(What you are asked to do)
Update the records below by changing every "integer" to "whole-number" and leaving everything else unchanged.
----------
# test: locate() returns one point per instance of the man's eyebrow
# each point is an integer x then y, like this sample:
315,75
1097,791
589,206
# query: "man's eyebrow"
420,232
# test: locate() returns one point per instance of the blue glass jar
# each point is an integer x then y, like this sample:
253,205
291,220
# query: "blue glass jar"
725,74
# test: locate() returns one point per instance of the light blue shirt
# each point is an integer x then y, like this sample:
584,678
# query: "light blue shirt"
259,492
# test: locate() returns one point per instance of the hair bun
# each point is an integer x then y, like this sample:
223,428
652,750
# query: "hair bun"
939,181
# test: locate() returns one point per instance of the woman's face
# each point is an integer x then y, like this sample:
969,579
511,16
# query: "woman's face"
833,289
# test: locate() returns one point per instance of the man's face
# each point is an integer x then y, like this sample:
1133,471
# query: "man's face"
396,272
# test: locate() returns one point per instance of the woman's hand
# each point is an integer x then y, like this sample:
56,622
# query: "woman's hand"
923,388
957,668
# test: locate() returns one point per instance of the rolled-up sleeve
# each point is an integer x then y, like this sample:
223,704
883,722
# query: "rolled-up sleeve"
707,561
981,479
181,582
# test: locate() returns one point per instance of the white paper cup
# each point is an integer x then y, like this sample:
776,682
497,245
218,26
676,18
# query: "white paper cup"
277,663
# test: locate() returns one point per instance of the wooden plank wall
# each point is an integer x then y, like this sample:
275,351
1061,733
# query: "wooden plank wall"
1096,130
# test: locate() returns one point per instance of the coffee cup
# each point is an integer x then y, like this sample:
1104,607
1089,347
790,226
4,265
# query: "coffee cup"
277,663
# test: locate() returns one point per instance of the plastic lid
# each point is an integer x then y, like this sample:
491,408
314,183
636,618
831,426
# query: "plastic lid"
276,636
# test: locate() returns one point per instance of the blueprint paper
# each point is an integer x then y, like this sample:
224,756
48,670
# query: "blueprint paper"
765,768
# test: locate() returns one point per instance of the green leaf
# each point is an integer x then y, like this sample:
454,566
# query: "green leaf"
----------
(Answer)
# test: locate() returns one point per instance of the man's eyebrow
# each point is an whole-number x then y, like this sample:
315,75
1097,791
589,206
# query: "man's eyebrow"
420,232
# test: locate() returns one point per instance of the blue glass jar
# each point is an whole-number x then y, like this sample:
253,205
291,220
# query: "blue glass jar"
725,74
# test: locate() returns one point per instance of the light blue shirt
# each point is an whole-number x then y, like this sample:
584,678
# query: "light blue shirt"
259,492
# test: locate() returns one point per instance of the hair bun
# each point is an whole-number x then y, like this sample:
223,428
652,750
# query: "hair bun"
939,181
# test: locate() returns one point per instance of the woman's face
# each point is an whole-number x then y, like this sample:
969,579
511,16
# query: "woman's face"
833,289
# test: locate() returns one point per instance of the man's face
# each point is an whole-number x then y, like this sample:
1133,471
# query: "man's face"
396,272
# test: locate() returns one point per instance of the woman's hand
# each point is an whole-number x then y, like this sample:
56,622
# query: "woman's hand"
923,388
957,668
# test: locate() returns one point per instance of the rolled-up sleeve
# each point is an whole-number x then y, like this sample:
223,704
883,722
# query: "rolled-up sleeve"
707,561
981,479
181,582
# test: locate() returns one point per instance of the white paper cup
# each point is an whole-number x then y, like this sample:
776,682
497,245
218,26
676,18
# query: "white paper cup"
277,663
# test: locate() returns one point per instance of the wooden plank wall
# each point is an whole-number x then y, like this sample:
275,351
1061,733
# query: "wooden plank wall"
1096,130
# test: locate() returns one point per instance of the coffee cup
# each point is an whole-number x then y, like this sample:
1104,607
1089,347
790,226
4,265
# query: "coffee cup"
277,663
# test: locate() returns one point per instance of the plastic lid
# each point is an whole-number x then y, like this sample:
491,408
314,183
636,618
831,426
# query: "plastic lid"
276,636
# test: locate() returns one point per instance of the blueprint paper
# each point is an whole-number x then y, like this sample:
224,756
48,670
# query: "blueprint paper"
765,768
# test: locate() returns one point per instance of the green leaf
# each point is an whole-number x then y, like this sample:
454,566
# query: "green leaf"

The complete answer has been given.